**Consigne**
Rédigez la suite du texte sur le ralliement de l'Église russe hors-frontières au Patriarcat de Moscou, à partir de sa dernière phrase.

**Extrait du document**

------------------------------------

A petits pas vers le Vatican
Chacun sait que dans une situation critique un coup de volant brutal peut entrainer plus de mal que de bien et pour cette raison il est généralement plus sage de s'en tenir à la politique des "petits pas". Chacun se souvient que c'est d'ailleurs ainsi que la trahison de l'Église Russe Hors-Frontières /EORHF/ a pu aboutir. Durant près d'une dizaine d'années les comploteurs ont ainsi pu mentir effrontément affirmant contre toute évidence qu'ils ne poursuivaient aucun dessein secret, que les accusations qui leurs étaient faites étaient sans fondement, que rien de secret ne se tramait dans le dos des fidèles, que les rencontres avec le clergé du Patriarcat de Moscou /PdM/ et les dirigeants post-soviétiques avaient pour seul objectif d'établir des relations humaines normales et apaisées après "la chute du pouvoir soviétique". Et voilà que soudain, un beau jour, sont publiés les documents des « Commissions de conciliation » avec des conclusions étonnantes, mais là encore, soucieux de prévenir toute réaction de la part des masses crédules qui pourraient comprendre enfin à quel point elles avaient été grugées, on leur dit qu'il n'y avait pas lieu de s'inquiéter, car à l'occasion du IV° Grand-Concile de San-Francisco comprenant évêques, clergé et fidèles, chacun pourrait s'exprimer et tous les points de vue allaient être pris en compte. Bien que les membres de ce Concile aient été choisis de façon nullement innocente, au grand étonnement et désespoir des organisateurs, le Concile ne s'est en rien prononcé en faveur d'une union rapide au PdM, ce qui n'a d'ailleurs pas empêché les évêques réunis entre eux en Concile, de siffler la fin de la récréation et de rappeler au clergé et aux fidèles que leur avis n'était que consultatif et qu'il était temps de s'atteler sérieusement à la tâche. C'est ainsi que le 17 mai 2007, en présence du président Poutine et d'une multitude de chaines de télévision venues des quatre coins du monde, Mgr Lavr a piteusement déposé ses armes spirituelles aux pieds d'Alexis II. .

------------------------------------

(Données recueillies)
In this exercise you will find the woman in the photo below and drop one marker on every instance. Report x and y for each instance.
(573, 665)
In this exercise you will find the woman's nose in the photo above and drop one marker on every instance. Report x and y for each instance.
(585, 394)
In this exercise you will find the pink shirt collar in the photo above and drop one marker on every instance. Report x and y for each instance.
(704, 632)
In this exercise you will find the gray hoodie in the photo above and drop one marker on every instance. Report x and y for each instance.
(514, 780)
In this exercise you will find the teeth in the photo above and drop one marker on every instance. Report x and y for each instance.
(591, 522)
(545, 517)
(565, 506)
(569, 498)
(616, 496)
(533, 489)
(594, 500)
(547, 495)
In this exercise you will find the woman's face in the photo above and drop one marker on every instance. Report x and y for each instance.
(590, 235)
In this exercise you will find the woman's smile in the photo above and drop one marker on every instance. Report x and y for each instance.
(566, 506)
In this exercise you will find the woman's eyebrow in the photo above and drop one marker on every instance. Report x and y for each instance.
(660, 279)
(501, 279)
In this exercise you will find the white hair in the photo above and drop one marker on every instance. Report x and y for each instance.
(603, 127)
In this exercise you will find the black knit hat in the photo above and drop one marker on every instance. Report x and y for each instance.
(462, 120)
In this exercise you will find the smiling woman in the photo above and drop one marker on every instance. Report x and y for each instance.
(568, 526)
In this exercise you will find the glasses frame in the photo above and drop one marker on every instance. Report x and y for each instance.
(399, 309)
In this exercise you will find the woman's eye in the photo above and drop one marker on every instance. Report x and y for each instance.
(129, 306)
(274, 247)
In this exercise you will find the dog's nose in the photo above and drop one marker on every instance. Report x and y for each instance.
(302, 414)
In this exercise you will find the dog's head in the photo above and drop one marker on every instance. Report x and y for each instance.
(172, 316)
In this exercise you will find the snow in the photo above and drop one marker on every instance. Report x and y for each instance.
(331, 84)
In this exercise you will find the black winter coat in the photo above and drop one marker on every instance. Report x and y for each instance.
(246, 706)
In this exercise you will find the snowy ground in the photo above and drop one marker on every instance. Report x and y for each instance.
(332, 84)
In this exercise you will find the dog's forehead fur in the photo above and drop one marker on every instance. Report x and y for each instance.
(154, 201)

------------------------------------

**Résultat obtenu**
Les traitres avaient mené leur affaire de façon très habile : ils avaient pris soin tout d'abord d'enfumer leur auditoire puis, une fois l'opération menée à son terme, ils déclarèrent qu'il était dorénavant bien trop tard pour revenir en arrière.
Toutefois, en dépit des affirmations péremptoires et des versions officielles qu'un point final venait d'être enfin mis à la lutte des Blancs et des Rouges, que la Guerre civile était enfin terminée, malgré tous les efforts pour dissimuler la réalité, il faut bien savoir qu'il y a dans cette affaire un sérieux écueil que Moscou n'est d'ailleurs pas prête à pardonner à ses nouveaux partisans si peu dégourdis : c'est que toute l'Église Hors-Frontières est loin d'avoir déposé les armes.
Dès l'apparition du nouveau cours imprimé par le Synode et des preuves difficilement contestables montrant bien dans quelle direction soufflait le vent, une partie significative du clergé avait immédiatement rompu avec l'équipe de Lavr et Mark et de leurs partisans sans caractère, alors qu'une autre partie importante, constatant l'inanité de leurs efforts à vouloir empêcher le navire ecclésial de sombrer, rompit résolument avec les traitres le jour même de la signature de l'union. Il en résulte que le projet de Poutine visant à éliminer définitivement l'EORHF s'avère être en partie un échec. L'Église Hors-Frontières est aujourd'hui vivante et persiste à défendre la vérité historique tout en restant l'unique héritière de la Russie historique et de l'Église Russe millénaire.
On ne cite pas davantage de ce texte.